EXERCISE BRIEF:
Copy out the final stretch of the listing: the line that contains "Note: in this drill the class marks the shirt" and all lines after it, exactly as they appear.
--- Start INPUT MATERIAL ---
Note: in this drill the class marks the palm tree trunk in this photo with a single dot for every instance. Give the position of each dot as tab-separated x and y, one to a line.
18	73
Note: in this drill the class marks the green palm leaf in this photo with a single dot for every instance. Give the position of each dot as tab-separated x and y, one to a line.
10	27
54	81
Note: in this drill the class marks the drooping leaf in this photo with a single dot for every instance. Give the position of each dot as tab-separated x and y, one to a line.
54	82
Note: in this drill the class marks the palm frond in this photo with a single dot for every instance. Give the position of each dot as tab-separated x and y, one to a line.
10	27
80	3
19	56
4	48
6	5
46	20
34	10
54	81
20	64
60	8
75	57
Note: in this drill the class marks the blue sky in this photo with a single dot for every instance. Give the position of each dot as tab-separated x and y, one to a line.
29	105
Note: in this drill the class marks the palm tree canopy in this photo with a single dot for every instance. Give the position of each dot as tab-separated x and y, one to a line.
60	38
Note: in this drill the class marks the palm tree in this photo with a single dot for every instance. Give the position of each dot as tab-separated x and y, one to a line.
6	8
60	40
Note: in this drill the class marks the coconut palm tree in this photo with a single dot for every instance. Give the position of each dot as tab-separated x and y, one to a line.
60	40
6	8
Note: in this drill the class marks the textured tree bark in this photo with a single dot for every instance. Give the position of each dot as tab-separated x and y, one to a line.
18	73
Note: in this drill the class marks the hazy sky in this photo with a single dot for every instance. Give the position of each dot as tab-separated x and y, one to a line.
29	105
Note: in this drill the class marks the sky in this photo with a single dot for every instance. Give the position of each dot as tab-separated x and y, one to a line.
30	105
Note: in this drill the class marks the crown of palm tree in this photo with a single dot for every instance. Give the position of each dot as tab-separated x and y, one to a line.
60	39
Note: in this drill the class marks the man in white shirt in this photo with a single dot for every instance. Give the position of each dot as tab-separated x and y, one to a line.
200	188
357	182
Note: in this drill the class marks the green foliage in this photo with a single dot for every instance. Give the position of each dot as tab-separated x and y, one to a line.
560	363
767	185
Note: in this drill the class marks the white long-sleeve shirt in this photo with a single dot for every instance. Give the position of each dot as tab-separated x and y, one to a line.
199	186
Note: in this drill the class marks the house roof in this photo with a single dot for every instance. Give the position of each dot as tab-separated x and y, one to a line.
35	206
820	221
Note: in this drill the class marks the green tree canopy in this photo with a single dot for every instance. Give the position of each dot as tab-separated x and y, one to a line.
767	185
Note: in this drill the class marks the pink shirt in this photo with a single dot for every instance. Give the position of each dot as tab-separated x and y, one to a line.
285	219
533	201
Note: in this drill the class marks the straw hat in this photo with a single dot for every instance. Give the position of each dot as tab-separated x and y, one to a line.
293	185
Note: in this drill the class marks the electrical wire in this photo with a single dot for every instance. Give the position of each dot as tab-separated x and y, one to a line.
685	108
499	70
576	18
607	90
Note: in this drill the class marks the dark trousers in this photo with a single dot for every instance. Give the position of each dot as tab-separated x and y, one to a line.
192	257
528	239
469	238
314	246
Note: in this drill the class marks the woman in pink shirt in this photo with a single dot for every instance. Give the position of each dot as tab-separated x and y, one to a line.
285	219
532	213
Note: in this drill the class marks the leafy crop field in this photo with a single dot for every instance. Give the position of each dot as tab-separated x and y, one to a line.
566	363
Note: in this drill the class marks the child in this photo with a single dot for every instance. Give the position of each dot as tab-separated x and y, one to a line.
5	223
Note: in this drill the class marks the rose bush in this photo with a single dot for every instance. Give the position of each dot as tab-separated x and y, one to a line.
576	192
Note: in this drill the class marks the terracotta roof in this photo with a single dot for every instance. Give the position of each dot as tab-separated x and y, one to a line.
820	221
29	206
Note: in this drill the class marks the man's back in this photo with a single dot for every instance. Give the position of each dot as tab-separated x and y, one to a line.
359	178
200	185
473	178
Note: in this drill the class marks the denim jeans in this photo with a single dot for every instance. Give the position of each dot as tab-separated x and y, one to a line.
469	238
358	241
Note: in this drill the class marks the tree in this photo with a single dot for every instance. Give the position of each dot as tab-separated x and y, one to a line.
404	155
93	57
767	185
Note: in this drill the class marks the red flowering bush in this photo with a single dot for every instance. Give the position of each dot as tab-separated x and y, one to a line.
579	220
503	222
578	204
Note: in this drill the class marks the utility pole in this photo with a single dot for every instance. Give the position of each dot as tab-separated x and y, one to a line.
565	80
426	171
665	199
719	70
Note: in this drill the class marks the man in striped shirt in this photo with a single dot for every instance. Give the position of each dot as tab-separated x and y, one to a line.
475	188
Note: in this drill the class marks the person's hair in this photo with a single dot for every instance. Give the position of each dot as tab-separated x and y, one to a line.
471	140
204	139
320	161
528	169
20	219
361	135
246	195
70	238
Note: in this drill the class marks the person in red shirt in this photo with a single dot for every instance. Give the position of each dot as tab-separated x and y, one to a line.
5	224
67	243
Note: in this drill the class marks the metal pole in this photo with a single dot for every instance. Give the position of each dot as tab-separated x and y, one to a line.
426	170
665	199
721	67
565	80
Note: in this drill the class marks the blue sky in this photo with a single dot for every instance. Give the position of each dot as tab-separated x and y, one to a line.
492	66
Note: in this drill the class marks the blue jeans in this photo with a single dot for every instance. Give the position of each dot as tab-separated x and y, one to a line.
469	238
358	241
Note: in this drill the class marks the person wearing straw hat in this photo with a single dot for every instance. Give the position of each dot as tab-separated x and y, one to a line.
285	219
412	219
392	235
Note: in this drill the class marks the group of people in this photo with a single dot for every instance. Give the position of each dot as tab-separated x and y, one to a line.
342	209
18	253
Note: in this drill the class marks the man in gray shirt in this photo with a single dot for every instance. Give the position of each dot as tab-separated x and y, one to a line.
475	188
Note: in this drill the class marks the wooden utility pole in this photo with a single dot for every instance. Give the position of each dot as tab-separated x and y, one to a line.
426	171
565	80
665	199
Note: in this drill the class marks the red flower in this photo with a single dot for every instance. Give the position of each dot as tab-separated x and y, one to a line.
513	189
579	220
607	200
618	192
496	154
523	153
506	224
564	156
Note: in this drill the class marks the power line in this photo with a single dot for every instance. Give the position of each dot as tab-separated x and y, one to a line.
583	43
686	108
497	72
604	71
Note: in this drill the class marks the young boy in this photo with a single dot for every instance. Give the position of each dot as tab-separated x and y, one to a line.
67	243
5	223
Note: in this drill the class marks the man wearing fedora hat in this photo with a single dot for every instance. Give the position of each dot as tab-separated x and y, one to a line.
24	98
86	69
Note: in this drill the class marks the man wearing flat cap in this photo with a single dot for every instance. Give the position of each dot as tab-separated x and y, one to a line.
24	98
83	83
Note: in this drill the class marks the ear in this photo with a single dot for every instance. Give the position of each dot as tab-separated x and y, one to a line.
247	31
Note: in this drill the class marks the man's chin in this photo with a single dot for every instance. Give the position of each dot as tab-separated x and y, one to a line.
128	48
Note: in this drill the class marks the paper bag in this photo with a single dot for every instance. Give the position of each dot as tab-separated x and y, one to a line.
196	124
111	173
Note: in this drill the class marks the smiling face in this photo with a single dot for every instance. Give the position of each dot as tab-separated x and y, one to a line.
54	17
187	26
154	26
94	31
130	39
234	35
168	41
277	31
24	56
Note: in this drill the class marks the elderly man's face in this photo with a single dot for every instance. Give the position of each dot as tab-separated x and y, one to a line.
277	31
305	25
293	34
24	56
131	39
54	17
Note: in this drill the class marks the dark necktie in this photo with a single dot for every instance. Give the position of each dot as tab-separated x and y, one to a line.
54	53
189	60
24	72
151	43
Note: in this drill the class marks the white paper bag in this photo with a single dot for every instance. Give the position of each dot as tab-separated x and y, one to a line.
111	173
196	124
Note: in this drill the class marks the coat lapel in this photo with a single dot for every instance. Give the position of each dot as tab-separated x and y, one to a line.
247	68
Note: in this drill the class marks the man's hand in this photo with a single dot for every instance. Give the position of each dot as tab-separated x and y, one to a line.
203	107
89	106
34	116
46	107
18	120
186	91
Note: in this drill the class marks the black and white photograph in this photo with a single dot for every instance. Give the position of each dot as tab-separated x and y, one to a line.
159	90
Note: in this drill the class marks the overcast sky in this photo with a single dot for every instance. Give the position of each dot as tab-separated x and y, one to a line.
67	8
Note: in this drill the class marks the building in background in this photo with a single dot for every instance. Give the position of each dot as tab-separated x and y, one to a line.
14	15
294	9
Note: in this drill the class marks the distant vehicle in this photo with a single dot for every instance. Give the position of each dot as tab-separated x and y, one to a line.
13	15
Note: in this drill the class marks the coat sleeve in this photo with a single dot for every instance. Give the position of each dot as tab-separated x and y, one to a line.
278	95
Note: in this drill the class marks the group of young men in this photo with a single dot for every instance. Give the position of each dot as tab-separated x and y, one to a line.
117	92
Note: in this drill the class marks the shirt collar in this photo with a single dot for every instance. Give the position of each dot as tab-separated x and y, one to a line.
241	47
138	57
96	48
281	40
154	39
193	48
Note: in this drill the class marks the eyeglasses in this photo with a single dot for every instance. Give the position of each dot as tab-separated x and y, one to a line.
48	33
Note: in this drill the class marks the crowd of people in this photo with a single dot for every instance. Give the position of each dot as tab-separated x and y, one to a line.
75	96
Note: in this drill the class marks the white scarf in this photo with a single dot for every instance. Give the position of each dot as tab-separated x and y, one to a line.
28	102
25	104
--- End INPUT MATERIAL ---
REPLY TO THE EXERCISE:
Note: in this drill the class marks the shirt collar in this photo with a single dot for every instance. Give the position of each dot as tab-separated x and y, one to a line.
241	47
138	57
96	48
281	40
154	39
193	48
Note: in this drill the class marks the eyeglasses in this photo with a single dot for every instance. Give the position of each dot as tab-separated x and y, one to a line.
48	33
Note: in this drill the class marks the crowd of people in this photo with a single dot for every instance. Give the position of each dot as tab-separated x and y, one to a line.
75	96
Note: in this drill the class marks the white scarf in this photo with a single dot for every instance. Give the position of each dot as tab-separated x and y, one to a line.
28	102
25	104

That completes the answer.